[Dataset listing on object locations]
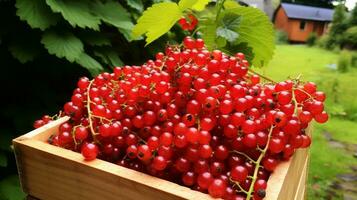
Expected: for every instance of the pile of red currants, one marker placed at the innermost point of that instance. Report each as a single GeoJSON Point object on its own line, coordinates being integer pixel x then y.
{"type": "Point", "coordinates": [202, 119]}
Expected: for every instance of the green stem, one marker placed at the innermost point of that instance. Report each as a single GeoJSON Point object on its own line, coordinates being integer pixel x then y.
{"type": "Point", "coordinates": [295, 102]}
{"type": "Point", "coordinates": [219, 8]}
{"type": "Point", "coordinates": [257, 166]}
{"type": "Point", "coordinates": [245, 155]}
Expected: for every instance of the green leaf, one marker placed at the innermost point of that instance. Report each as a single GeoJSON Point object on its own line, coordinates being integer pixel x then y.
{"type": "Point", "coordinates": [257, 31]}
{"type": "Point", "coordinates": [157, 20]}
{"type": "Point", "coordinates": [229, 25]}
{"type": "Point", "coordinates": [208, 30]}
{"type": "Point", "coordinates": [113, 13]}
{"type": "Point", "coordinates": [94, 38]}
{"type": "Point", "coordinates": [109, 56]}
{"type": "Point", "coordinates": [226, 33]}
{"type": "Point", "coordinates": [136, 4]}
{"type": "Point", "coordinates": [228, 4]}
{"type": "Point", "coordinates": [36, 13]}
{"type": "Point", "coordinates": [24, 51]}
{"type": "Point", "coordinates": [200, 5]}
{"type": "Point", "coordinates": [77, 13]}
{"type": "Point", "coordinates": [3, 159]}
{"type": "Point", "coordinates": [221, 42]}
{"type": "Point", "coordinates": [93, 66]}
{"type": "Point", "coordinates": [63, 45]}
{"type": "Point", "coordinates": [241, 47]}
{"type": "Point", "coordinates": [185, 4]}
{"type": "Point", "coordinates": [10, 188]}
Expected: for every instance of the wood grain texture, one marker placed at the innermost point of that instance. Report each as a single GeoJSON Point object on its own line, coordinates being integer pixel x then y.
{"type": "Point", "coordinates": [53, 173]}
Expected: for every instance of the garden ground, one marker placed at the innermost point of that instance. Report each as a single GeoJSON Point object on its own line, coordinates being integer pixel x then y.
{"type": "Point", "coordinates": [333, 167]}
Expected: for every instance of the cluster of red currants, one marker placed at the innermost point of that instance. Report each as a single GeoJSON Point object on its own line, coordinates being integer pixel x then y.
{"type": "Point", "coordinates": [198, 118]}
{"type": "Point", "coordinates": [189, 24]}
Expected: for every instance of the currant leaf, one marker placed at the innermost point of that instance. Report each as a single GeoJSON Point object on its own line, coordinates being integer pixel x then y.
{"type": "Point", "coordinates": [63, 45]}
{"type": "Point", "coordinates": [77, 13]}
{"type": "Point", "coordinates": [154, 25]}
{"type": "Point", "coordinates": [36, 13]}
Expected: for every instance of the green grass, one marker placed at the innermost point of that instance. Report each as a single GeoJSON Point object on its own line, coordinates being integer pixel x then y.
{"type": "Point", "coordinates": [326, 162]}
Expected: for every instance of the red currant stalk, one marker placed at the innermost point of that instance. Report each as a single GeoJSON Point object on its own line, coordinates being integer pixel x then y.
{"type": "Point", "coordinates": [257, 163]}
{"type": "Point", "coordinates": [90, 112]}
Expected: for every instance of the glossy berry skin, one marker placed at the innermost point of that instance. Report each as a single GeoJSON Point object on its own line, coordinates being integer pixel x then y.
{"type": "Point", "coordinates": [204, 180]}
{"type": "Point", "coordinates": [239, 173]}
{"type": "Point", "coordinates": [217, 188]}
{"type": "Point", "coordinates": [144, 152]}
{"type": "Point", "coordinates": [90, 151]}
{"type": "Point", "coordinates": [192, 116]}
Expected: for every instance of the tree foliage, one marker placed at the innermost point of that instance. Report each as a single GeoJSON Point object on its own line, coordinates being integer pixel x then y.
{"type": "Point", "coordinates": [228, 26]}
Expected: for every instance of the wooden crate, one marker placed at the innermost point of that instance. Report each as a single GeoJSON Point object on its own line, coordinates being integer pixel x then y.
{"type": "Point", "coordinates": [50, 172]}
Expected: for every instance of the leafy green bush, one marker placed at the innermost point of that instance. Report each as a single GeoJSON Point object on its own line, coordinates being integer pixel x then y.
{"type": "Point", "coordinates": [344, 61]}
{"type": "Point", "coordinates": [354, 59]}
{"type": "Point", "coordinates": [311, 39]}
{"type": "Point", "coordinates": [281, 37]}
{"type": "Point", "coordinates": [92, 34]}
{"type": "Point", "coordinates": [350, 37]}
{"type": "Point", "coordinates": [322, 41]}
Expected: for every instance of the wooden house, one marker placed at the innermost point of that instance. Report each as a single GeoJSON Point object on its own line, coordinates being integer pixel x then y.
{"type": "Point", "coordinates": [298, 21]}
{"type": "Point", "coordinates": [264, 5]}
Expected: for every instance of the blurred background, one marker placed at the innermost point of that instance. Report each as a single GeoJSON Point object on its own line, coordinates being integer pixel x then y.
{"type": "Point", "coordinates": [47, 45]}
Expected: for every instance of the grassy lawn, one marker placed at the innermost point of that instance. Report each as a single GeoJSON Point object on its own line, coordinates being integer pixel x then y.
{"type": "Point", "coordinates": [326, 162]}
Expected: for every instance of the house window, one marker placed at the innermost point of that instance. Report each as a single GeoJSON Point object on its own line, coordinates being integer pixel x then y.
{"type": "Point", "coordinates": [302, 25]}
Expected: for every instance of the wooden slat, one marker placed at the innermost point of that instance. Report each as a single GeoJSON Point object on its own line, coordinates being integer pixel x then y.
{"type": "Point", "coordinates": [50, 172]}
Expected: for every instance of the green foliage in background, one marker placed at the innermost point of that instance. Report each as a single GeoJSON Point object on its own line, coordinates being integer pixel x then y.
{"type": "Point", "coordinates": [344, 61]}
{"type": "Point", "coordinates": [95, 34]}
{"type": "Point", "coordinates": [46, 45]}
{"type": "Point", "coordinates": [343, 30]}
{"type": "Point", "coordinates": [281, 37]}
{"type": "Point", "coordinates": [311, 39]}
{"type": "Point", "coordinates": [227, 26]}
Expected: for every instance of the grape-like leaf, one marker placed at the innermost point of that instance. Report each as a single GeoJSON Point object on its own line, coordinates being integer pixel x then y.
{"type": "Point", "coordinates": [185, 4]}
{"type": "Point", "coordinates": [227, 33]}
{"type": "Point", "coordinates": [208, 29]}
{"type": "Point", "coordinates": [62, 44]}
{"type": "Point", "coordinates": [241, 47]}
{"type": "Point", "coordinates": [77, 13]}
{"type": "Point", "coordinates": [94, 38]}
{"type": "Point", "coordinates": [113, 13]}
{"type": "Point", "coordinates": [228, 4]}
{"type": "Point", "coordinates": [23, 52]}
{"type": "Point", "coordinates": [25, 48]}
{"type": "Point", "coordinates": [200, 5]}
{"type": "Point", "coordinates": [109, 56]}
{"type": "Point", "coordinates": [257, 31]}
{"type": "Point", "coordinates": [136, 4]}
{"type": "Point", "coordinates": [228, 26]}
{"type": "Point", "coordinates": [157, 20]}
{"type": "Point", "coordinates": [36, 13]}
{"type": "Point", "coordinates": [93, 66]}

Exercise aim:
Print the lines of the listing without changes, starting at the line that contains "Expected: for every instance of the grape-like" and ending at the final line of the listing.

Exercise result:
Expected: for every instance of the grape-like leaf, one marker placed at the innermost point of that instance. Report each as a single GeoJSON Point object on its own line, coordinates being integer pixel x then y.
{"type": "Point", "coordinates": [185, 4]}
{"type": "Point", "coordinates": [227, 33]}
{"type": "Point", "coordinates": [208, 29]}
{"type": "Point", "coordinates": [62, 44]}
{"type": "Point", "coordinates": [241, 47]}
{"type": "Point", "coordinates": [77, 13]}
{"type": "Point", "coordinates": [94, 38]}
{"type": "Point", "coordinates": [113, 13]}
{"type": "Point", "coordinates": [228, 4]}
{"type": "Point", "coordinates": [23, 52]}
{"type": "Point", "coordinates": [25, 48]}
{"type": "Point", "coordinates": [200, 5]}
{"type": "Point", "coordinates": [109, 56]}
{"type": "Point", "coordinates": [257, 31]}
{"type": "Point", "coordinates": [136, 4]}
{"type": "Point", "coordinates": [228, 26]}
{"type": "Point", "coordinates": [157, 20]}
{"type": "Point", "coordinates": [36, 13]}
{"type": "Point", "coordinates": [93, 66]}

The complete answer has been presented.